Material shown —
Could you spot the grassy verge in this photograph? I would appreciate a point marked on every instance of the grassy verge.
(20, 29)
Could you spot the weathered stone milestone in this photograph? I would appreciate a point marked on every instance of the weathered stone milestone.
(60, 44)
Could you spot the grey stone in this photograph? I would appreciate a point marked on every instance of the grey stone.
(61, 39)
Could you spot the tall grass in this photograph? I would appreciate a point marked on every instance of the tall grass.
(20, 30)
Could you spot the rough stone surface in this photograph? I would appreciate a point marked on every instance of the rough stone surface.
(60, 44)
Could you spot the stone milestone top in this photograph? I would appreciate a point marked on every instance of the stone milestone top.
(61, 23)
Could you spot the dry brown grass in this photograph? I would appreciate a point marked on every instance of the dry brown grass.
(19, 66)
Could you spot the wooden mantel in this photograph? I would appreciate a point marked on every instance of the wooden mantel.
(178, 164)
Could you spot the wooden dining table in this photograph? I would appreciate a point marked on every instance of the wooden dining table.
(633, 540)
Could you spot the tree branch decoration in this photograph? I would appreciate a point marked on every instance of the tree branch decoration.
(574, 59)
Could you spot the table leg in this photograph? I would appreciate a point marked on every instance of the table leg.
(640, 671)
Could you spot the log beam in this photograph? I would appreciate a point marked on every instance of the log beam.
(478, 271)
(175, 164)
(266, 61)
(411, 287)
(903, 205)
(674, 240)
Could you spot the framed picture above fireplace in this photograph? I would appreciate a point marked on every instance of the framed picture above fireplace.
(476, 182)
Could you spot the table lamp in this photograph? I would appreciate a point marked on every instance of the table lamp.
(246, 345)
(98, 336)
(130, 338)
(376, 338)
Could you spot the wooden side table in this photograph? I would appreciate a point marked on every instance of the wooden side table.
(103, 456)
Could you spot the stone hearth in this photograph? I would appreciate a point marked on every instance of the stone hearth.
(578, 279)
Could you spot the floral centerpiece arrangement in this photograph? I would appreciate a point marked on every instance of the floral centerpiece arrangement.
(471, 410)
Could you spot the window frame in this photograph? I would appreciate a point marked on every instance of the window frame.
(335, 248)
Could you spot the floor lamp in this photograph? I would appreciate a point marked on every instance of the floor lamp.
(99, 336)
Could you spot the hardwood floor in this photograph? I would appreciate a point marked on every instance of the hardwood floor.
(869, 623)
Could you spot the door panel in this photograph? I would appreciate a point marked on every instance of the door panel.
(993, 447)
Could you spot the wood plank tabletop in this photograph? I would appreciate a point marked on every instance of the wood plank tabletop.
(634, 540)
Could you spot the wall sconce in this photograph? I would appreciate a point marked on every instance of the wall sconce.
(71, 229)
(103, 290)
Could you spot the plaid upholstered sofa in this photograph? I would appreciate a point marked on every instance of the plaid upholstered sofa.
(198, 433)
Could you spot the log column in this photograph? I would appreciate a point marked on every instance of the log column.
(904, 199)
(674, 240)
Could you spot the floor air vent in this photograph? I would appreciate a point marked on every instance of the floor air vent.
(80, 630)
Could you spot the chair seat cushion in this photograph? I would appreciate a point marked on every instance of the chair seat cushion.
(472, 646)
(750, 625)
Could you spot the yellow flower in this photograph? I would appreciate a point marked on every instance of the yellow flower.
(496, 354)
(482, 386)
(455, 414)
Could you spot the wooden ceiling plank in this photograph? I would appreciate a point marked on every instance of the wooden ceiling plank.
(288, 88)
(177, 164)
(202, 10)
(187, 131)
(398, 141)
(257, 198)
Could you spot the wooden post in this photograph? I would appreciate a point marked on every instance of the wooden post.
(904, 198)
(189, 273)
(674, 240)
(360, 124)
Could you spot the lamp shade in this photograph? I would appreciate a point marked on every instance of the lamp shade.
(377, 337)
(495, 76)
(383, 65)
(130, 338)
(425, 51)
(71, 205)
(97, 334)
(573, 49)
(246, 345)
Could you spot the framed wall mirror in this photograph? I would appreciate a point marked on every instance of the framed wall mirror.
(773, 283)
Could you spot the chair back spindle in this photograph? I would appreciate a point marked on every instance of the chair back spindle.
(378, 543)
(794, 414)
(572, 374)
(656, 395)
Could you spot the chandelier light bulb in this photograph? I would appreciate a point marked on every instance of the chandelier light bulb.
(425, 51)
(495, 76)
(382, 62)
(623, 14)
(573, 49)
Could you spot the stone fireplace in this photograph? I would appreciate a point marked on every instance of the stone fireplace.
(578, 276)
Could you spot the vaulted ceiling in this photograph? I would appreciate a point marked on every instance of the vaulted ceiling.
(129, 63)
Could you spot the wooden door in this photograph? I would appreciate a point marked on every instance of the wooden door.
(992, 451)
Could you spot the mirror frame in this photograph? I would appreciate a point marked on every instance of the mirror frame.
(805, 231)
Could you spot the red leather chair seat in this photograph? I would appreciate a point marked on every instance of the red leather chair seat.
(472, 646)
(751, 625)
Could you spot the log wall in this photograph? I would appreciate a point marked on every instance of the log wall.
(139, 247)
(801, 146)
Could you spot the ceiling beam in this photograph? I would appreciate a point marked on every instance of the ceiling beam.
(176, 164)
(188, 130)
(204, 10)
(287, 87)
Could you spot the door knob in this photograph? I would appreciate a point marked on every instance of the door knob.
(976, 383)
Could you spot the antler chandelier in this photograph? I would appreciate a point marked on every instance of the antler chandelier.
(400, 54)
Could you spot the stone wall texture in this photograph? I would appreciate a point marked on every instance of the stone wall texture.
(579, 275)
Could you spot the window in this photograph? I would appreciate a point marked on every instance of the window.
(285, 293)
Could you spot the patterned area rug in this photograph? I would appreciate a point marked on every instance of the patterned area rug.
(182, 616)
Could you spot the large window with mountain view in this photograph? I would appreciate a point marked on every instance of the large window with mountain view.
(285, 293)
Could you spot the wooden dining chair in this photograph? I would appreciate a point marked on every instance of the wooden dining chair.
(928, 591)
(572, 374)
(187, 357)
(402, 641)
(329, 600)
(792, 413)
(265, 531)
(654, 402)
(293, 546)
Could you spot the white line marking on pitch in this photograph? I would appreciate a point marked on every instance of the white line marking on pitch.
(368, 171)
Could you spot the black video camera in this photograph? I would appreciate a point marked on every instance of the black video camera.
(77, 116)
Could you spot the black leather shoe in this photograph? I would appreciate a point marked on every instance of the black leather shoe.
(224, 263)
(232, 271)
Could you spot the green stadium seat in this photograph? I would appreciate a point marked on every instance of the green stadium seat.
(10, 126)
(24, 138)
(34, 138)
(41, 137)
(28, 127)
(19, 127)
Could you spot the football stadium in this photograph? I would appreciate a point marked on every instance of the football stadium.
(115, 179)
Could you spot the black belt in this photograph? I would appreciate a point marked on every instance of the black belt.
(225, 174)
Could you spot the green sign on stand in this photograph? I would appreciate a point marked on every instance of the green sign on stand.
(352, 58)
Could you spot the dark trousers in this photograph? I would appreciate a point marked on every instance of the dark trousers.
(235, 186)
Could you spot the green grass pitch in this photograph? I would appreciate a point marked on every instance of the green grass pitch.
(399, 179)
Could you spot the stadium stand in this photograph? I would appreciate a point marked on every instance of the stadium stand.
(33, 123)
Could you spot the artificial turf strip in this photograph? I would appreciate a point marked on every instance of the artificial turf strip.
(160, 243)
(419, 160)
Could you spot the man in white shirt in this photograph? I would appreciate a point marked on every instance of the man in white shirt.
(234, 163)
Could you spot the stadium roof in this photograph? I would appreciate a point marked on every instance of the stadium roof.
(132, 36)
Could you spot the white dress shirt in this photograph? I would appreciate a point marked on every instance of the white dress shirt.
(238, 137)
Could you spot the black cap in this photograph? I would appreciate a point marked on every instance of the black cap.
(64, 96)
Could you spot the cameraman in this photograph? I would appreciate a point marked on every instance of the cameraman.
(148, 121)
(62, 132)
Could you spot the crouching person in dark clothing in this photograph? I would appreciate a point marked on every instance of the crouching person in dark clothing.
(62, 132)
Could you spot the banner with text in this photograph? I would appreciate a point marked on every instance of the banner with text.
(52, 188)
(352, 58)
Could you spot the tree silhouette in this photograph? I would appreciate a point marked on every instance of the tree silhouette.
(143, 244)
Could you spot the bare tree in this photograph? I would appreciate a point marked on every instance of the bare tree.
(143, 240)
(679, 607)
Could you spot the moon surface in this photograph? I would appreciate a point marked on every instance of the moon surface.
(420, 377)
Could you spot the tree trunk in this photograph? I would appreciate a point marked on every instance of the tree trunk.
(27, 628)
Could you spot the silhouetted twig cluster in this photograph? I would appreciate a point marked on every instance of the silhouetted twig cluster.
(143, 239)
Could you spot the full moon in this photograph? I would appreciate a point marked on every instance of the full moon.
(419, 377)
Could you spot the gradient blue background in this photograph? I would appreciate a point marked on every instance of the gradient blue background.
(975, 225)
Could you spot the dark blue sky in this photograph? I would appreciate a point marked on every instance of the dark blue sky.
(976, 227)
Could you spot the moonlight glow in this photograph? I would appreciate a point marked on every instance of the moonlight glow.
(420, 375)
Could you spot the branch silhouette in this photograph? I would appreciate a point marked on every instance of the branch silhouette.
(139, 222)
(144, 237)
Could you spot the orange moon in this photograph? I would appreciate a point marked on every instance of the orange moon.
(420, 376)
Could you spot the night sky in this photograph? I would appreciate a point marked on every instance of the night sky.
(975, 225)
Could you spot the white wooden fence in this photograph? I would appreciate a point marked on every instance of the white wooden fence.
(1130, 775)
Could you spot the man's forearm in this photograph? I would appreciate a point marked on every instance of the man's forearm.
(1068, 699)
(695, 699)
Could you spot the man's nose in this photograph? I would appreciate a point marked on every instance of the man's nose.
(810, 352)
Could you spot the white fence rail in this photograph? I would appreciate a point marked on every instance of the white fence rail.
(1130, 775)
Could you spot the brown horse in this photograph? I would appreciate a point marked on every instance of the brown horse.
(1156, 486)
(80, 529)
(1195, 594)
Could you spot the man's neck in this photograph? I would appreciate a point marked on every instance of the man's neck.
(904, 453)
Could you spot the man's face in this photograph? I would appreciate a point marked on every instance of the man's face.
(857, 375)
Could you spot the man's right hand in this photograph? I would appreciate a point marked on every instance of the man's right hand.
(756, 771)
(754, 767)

Goal of the exercise — All lines from the one with "Could you spot the man's nose" through the final line above are to be quoted exactly; quote no other line.

Exercise answer —
Could you spot the man's nose in this photograph? I would appreciate a point marked on every instance of the man's nose.
(810, 352)
Could you spot the white fence rail in this photograph? I would appreciate a point marked on every instance of the white fence rail.
(1130, 775)
Could you spot the brown horse in this photograph? I would appreciate a point marked on every instance of the brown horse.
(1156, 486)
(80, 529)
(1195, 594)
Could you spot the man's neck in this photograph? I would appreciate a point marked on every instance of the man's neck.
(904, 453)
Could you spot the man's face in this photograph? I would appreciate a point marked on every instance of the man's face.
(857, 375)
Could you spot the man's right hand in this photograph? I would appreciate a point marked on every instance of the man's right hand.
(756, 771)
(754, 767)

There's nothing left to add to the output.